FRAGMENTO DEL DOCUMENTO

■ ■ ■ ■

Habermas es consciente de que dicha visión dista mucho de la tradición duradera y distinguida, desde Hobbes hasta Weber, Schmitt y otros, que, de manera realista, considera las leyes como codificación del poder, no como fraternidad, y que no encuentra su origen en la razón, sino en la voluntad, por usar los términos de Strukturwandel der Öffentlichkeit. Pero no se detiene más en la negación que ellos hacen de las suposiciones por él planteadas que en la teoría positivista del derecho producida por juristas tan grandes como Kelsen o Hart; y aún menos en el escepticismo de los estudios jurídicos críticos contemporáneos. Porque tales alternativas no captan que la legitimidad es inseparable de la verdadera legalidad, que no puede por lo tanto reducirse a las contingencias de una orden soberana o de una Grundnorm inapelable, o de las sentencias judiciales partidistas. En este aspecto, el Habermas de Faktizität und Geltung, como el Rawls de los últimos tiempos, habita un mundo mental en el que prácticamente los únicos interlocutores significativos son sus colegas o los alumnos suficientemente cercanos como para no trastornar ninguna de las premisas básicas del libro.
No mantiene la misma posición acerca de la democracia. A este respecto, a Habermas le interesa más contrastar su teoría con los dos rivales en la interpretación moderna de su estructura: el liberalismo, que considera las libertades negativas del individuo como el cimiento de cualquier orden democrático, y el republicanismo, que ve la participación activa en la vida pública del ciudadano como el criterio de cualquier democracia verdadera. Faktizität und Geltung se sitúa entre los dos. El análisis de la democracia desde el punto de vista de la teoría del discurso, explica Habermas, es más convincente que el modelo liberal de aquélla, dado que insiste en que las libertades positivas —el derecho a votar y sus concomitantes— no son elementos secundarios a las libertades negativas, sino que se mantienen en un plano equiprimordial con ellas. Pero es más débil que el modelo republicano de la democracia, porque no exige de sus ciudadanos la virtù clásica, y ha abandonado la idea de que la voluntad deliberada de éstos podría modelar la vida de la ciudad.

■ ■ ■ ■

DATOS PROPORCIONADOS
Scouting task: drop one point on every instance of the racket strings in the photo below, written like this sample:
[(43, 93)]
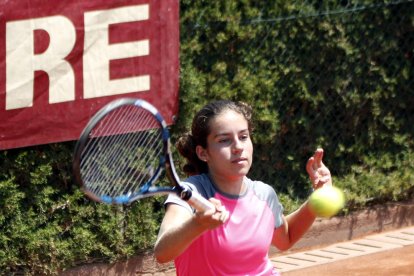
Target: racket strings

■ ■ ■ ■

OBJETIVO DE LA TAREA
Transcribe, por favor, el fragmento sobre Habermas completo y sin ningún cambio. Los datos no tienen relación alguna con el fragmento.

RESPUESTA DE LA TAREA
Habermas es consciente de que dicha visión dista mucho de la tradición duradera y distinguida, desde Hobbes hasta Weber, Schmitt y otros, que, de manera realista, considera las leyes como codificación del poder, no como fraternidad, y que no encuentra su origen en la razón, sino en la voluntad, por usar los términos de Strukturwandel der Öffentlichkeit. Pero no se detiene más en la negación que ellos hacen de las suposiciones por él planteadas que en la teoría positivista del derecho producida por juristas tan grandes como Kelsen o Hart; y aún menos en el escepticismo de los estudios jurídicos críticos contemporáneos. Porque tales alternativas no captan que la legitimidad es inseparable de la verdadera legalidad, que no puede por lo tanto reducirse a las contingencias de una orden soberana o de una Grundnorm inapelable, o de las sentencias judiciales partidistas. En este aspecto, el Habermas de Faktizität und Geltung, como el Rawls de los últimos tiempos, habita un mundo mental en el que prácticamente los únicos interlocutores significativos son sus colegas o los alumnos suficientemente cercanos como para no trastornar ninguna de las premisas básicas del libro.
No mantiene la misma posición acerca de la democracia. A este respecto, a Habermas le interesa más contrastar su teoría con los dos rivales en la interpretación moderna de su estructura: el liberalismo, que considera las libertades negativas del individuo como el cimiento de cualquier orden democrático, y el republicanismo, que ve la participación activa en la vida pública del ciudadano como el criterio de cualquier democracia verdadera. Faktizität und Geltung se sitúa entre los dos. El análisis de la democracia desde el punto de vista de la teoría del discurso, explica Habermas, es más convincente que el modelo liberal de aquélla, dado que insiste en que las libertades positivas —el derecho a votar y sus concomitantes— no son elementos secundarios a las libertades negativas, sino que se mantienen en un plano equiprimordial con ellas. Pero es más débil que el modelo republicano de la democracia, porque no exige de sus ciudadanos la virtù clásica, y ha abandonado la idea de que la voluntad deliberada de éstos podría modelar la vida de la ciudad.